Each assignment of values to variables ($\{\;W_a,W_b,W_c\;\}\mapsto \{\;\top,\bot\;\}$) defines one \emph{possible world} containing exactly those tuples annotated with $\top$ or with a variable assigned to $\top$.
The probability of this world is the joint probability of the corresponding assignments.
For example, let $P[W_a] = P[W_b] = P[W_c] = p$ and consider the possible world where $R = \{\;\tuple{a}, \tuple{b}\;\}$.
The corresponding variable assignment is $\{\;W_a \mapsto \top, W_b \mapsto \top, W_c \mapsto \bot\;\}$, and the probability of this world is $P[W_a]\cdot P[W_b] \cdot P[\neg W_c] = p^2-p^3$
\end{Example}
Prior efforts to generalize incomplete databases to bags~\cite{feng:2019:sigmod:uncertainty,DBLP:conf/pods/GreenKT07,DBLP:journals/sigmod/GuagliardoL17} replace the boolean annotations with natural numbers.
Analogously, we generalize the above model of Set-PDBs to bags by using natural-number-valued random variables (i.e., $Dom(W_i) \subseteq \mathbb N$) and positive natural number constants.
Without loss of generality, we assume that input relations are sets (i.e. $Dom(W_i) = \{0, 1\}$), while query evaluation follows bag semantics.
We contrast bag and set query evaluation with the following example:
\begin{Example}\label{ex:bag-vs-set}
Continuing the prior example, we are given the following boolean (resp,. count) query
$$\poly() :- R(A), E(A, B), R(B)$$
The lineage of the result in a Set-PDB (resp., Bag-PDB) is a boolean formula (resp., polynomial) over random variables in the input (i.e., $W_a$, $W_b$, $W_c$).

● Stated goal
Edit the probabilistic database passage: give everything from "The corresponding variable" down to "natural number constants." again, changing "incomplete databases" to "uncertain databases".

● Dataset content
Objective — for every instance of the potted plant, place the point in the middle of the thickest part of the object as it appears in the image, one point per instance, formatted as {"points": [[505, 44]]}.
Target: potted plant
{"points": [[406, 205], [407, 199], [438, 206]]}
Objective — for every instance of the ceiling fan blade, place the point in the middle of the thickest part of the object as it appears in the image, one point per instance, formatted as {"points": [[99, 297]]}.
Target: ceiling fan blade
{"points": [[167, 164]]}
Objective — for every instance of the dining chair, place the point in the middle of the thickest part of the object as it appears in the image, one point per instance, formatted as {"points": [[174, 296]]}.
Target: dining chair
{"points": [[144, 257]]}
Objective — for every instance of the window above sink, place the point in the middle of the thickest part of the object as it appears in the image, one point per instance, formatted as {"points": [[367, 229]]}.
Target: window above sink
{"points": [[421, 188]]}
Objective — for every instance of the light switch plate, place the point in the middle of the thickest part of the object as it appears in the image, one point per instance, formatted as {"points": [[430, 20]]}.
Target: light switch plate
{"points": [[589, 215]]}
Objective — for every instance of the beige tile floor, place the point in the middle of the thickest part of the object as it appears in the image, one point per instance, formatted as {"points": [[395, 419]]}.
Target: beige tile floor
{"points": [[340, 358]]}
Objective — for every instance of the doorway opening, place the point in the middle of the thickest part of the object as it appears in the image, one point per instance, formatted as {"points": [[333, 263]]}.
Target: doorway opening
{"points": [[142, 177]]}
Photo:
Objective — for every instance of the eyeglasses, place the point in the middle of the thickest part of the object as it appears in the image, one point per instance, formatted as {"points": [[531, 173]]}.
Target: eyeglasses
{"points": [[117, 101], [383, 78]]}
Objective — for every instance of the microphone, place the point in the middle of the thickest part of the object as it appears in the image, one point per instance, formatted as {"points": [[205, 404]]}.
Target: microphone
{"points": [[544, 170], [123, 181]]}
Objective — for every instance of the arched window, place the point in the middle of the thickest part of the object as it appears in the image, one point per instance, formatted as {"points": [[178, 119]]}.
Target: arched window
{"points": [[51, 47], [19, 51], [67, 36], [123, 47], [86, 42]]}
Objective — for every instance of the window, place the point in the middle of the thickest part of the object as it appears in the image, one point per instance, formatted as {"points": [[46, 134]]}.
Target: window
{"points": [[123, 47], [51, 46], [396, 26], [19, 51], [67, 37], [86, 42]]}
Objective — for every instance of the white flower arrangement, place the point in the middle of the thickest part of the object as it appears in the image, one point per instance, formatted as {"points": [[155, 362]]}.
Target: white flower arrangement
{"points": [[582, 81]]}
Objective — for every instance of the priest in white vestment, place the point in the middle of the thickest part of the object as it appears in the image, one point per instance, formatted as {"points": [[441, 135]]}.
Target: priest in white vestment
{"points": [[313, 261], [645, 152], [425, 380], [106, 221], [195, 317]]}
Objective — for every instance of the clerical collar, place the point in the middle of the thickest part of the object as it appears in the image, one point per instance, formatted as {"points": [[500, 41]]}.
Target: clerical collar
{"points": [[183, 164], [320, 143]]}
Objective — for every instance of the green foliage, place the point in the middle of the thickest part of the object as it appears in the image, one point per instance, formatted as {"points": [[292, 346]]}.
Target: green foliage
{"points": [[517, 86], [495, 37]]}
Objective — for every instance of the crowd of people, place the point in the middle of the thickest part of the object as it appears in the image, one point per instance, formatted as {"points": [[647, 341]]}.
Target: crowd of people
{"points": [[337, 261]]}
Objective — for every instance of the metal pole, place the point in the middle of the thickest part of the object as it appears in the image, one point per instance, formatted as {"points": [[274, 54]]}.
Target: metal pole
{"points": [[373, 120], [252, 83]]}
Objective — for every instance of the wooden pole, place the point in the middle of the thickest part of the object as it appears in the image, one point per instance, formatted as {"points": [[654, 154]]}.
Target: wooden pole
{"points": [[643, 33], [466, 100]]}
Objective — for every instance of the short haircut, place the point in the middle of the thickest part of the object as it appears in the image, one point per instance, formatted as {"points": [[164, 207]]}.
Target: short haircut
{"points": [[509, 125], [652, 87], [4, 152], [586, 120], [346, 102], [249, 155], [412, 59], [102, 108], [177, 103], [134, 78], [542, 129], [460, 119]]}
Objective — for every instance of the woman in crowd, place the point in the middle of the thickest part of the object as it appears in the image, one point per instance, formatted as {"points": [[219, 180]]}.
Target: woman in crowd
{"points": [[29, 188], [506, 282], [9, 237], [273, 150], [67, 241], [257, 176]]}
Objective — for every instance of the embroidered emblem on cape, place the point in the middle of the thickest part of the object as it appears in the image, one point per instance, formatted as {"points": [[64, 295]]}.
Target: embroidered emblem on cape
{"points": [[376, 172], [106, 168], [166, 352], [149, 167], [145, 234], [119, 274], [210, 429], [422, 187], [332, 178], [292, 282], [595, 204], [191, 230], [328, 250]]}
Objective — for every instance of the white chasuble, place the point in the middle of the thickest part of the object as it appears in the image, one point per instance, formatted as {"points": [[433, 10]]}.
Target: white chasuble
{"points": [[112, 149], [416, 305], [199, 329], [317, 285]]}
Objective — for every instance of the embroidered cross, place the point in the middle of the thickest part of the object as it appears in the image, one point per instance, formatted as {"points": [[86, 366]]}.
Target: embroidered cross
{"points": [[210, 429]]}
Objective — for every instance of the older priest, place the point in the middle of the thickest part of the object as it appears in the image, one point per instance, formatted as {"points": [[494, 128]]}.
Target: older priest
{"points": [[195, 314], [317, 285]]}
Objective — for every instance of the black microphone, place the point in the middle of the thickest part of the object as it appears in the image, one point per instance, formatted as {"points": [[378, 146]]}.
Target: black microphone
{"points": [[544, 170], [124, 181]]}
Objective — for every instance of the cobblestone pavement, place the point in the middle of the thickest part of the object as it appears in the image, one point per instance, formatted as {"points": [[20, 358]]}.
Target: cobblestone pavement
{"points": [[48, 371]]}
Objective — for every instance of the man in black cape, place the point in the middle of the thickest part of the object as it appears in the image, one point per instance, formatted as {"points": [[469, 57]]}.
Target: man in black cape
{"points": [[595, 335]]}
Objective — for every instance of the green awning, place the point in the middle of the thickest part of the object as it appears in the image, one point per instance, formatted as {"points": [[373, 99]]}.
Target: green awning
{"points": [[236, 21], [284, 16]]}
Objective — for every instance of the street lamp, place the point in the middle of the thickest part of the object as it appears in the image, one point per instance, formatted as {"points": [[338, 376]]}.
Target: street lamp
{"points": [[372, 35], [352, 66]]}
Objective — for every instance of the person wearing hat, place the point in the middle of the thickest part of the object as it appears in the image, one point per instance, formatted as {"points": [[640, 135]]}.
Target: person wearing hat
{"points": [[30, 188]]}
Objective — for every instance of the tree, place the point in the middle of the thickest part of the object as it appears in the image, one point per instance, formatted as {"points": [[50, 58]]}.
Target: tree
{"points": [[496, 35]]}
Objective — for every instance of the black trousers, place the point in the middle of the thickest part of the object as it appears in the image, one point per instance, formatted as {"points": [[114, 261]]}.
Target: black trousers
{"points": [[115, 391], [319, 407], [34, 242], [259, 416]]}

● Response
The corresponding variable assignment is $\{\;W_a \mapsto \top, W_b \mapsto \top, W_c \mapsto \bot\;\}$, and the probability of this world is $P[W_a]\cdot P[W_b] \cdot P[\neg W_c] = p^2-p^3$
\end{Example}
Prior efforts to generalize uncertain databases to bags~\cite{feng:2019:sigmod:uncertainty,DBLP:conf/pods/GreenKT07,DBLP:journals/sigmod/GuagliardoL17} replace the boolean annotations with natural numbers.
Analogously, we generalize the above model of Set-PDBs to bags by using natural-number-valued random variables (i.e., $Dom(W_i) \subseteq \mathbb N$) and positive natural number constants.